**What to do:** A single figure is wanted: the count of lines below containing the string "background".

**Extracted records:**
------------------------------
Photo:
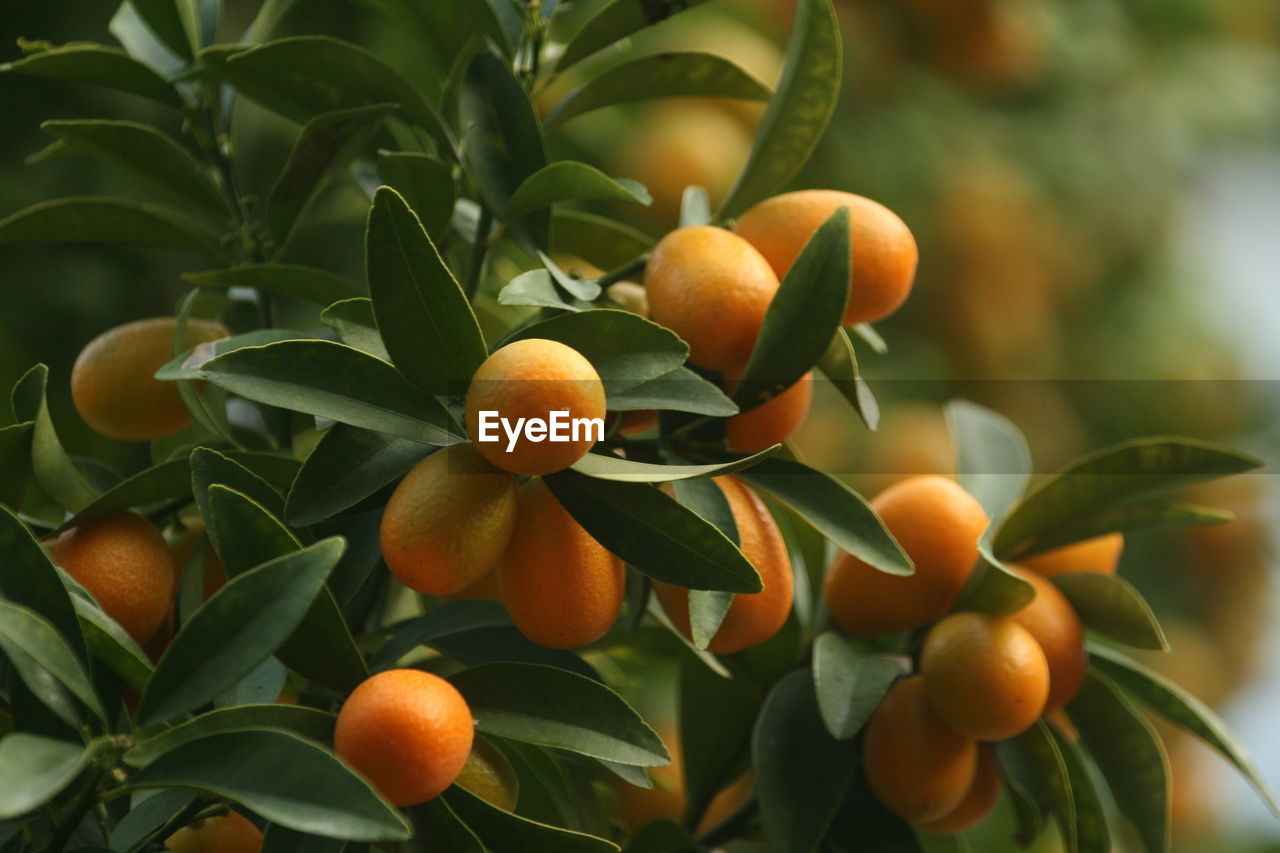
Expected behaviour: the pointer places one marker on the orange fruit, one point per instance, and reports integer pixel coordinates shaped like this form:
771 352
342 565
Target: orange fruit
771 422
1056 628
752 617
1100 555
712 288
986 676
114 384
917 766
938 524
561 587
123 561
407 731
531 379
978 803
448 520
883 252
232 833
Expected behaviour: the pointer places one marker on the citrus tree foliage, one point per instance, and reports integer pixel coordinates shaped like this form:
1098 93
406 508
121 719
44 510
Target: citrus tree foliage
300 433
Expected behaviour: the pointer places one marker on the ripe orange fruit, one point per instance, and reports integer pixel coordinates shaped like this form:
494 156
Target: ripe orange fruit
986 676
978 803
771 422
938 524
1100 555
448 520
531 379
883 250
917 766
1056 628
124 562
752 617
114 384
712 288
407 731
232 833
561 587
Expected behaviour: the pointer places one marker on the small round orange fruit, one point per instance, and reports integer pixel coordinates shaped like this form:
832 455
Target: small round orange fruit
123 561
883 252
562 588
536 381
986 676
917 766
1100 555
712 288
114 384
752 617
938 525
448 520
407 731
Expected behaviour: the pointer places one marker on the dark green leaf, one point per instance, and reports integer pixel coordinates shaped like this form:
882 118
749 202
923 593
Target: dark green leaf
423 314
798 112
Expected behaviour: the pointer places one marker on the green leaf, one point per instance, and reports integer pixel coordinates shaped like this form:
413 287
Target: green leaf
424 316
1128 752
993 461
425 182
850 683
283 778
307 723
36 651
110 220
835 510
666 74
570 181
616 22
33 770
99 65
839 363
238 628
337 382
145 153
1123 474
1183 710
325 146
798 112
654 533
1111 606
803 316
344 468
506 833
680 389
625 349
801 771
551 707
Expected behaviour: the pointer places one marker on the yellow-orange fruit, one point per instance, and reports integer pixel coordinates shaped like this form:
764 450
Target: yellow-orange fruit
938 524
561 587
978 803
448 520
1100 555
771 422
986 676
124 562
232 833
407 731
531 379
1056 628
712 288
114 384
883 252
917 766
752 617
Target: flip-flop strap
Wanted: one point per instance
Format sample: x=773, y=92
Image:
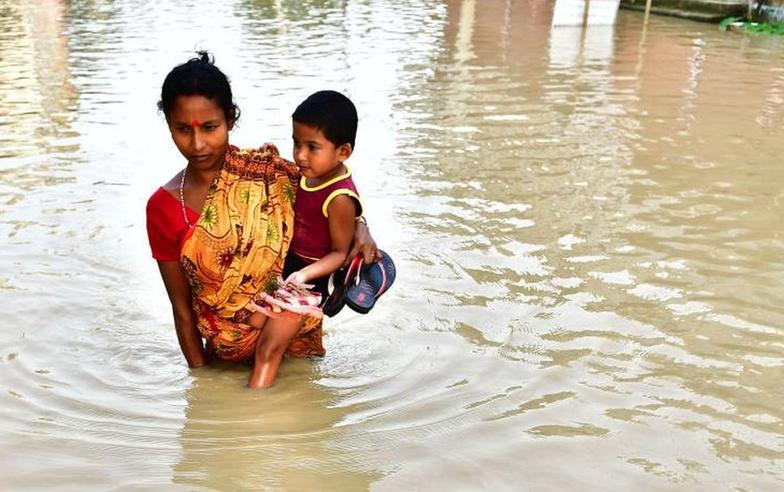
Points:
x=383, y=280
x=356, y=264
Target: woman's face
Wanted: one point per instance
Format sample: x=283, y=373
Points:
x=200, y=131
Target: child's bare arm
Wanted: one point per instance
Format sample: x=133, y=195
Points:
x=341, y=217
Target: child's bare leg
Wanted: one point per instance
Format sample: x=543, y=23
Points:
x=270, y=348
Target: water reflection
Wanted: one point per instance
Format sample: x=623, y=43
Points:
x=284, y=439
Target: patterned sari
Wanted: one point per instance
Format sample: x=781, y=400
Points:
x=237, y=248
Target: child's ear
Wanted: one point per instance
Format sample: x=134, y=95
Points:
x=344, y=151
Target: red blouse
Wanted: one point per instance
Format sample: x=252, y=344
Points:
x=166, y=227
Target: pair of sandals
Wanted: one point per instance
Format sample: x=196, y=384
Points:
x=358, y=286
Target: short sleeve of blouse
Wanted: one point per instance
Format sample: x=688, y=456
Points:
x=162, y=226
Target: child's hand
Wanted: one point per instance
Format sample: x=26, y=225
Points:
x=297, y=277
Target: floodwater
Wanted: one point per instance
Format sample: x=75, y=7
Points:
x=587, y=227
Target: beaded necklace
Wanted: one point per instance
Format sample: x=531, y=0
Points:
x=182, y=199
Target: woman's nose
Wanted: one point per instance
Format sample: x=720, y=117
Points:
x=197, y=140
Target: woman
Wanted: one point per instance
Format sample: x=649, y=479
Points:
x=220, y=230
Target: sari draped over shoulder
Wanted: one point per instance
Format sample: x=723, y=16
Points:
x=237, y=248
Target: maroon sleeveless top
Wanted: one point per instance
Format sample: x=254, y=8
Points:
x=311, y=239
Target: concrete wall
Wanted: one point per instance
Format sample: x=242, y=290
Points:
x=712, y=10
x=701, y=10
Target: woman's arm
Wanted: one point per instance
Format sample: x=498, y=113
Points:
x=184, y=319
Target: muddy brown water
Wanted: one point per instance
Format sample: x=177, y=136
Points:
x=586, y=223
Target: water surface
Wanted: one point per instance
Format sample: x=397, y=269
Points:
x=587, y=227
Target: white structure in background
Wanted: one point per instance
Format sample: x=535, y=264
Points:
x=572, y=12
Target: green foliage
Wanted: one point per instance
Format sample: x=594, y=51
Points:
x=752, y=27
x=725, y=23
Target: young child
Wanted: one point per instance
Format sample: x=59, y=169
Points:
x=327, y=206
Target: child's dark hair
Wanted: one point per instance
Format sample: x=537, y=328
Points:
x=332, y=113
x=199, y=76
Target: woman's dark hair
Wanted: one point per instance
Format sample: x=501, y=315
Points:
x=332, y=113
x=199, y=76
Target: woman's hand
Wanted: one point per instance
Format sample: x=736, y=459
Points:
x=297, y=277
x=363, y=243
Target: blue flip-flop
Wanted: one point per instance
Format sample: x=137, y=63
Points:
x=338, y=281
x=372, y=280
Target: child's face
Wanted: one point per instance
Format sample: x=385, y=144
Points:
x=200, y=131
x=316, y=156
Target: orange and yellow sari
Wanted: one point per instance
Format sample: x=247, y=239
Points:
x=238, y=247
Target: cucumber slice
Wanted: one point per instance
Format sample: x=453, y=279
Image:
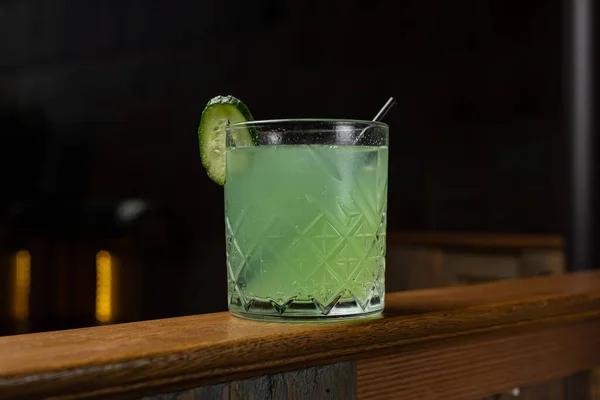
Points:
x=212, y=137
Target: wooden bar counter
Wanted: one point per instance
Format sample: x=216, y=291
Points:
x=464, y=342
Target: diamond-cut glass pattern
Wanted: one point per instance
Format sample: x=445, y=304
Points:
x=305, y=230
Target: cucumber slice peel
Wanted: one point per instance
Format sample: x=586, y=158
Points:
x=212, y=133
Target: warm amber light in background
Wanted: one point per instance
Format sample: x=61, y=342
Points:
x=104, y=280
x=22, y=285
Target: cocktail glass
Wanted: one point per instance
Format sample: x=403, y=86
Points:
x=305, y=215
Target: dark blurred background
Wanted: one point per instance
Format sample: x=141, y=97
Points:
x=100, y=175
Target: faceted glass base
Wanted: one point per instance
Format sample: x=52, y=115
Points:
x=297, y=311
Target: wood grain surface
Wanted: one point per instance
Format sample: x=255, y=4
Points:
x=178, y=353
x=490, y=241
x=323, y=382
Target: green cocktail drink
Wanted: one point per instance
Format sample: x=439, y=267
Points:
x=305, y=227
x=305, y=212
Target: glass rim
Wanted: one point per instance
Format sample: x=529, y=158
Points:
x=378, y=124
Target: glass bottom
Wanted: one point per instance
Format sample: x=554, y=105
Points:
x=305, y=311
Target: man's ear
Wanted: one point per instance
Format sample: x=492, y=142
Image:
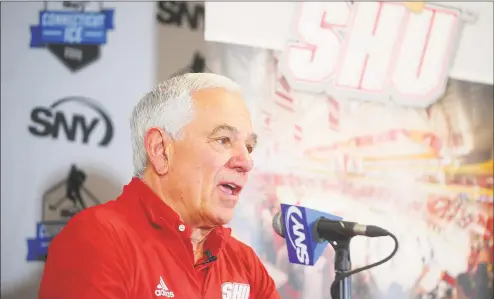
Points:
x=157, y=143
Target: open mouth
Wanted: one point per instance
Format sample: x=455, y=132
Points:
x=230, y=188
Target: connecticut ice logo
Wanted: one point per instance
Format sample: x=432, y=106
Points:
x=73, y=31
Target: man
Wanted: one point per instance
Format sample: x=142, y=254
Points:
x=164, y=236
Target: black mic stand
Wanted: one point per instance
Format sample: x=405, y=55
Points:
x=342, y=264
------------------------------
**Response below:** 3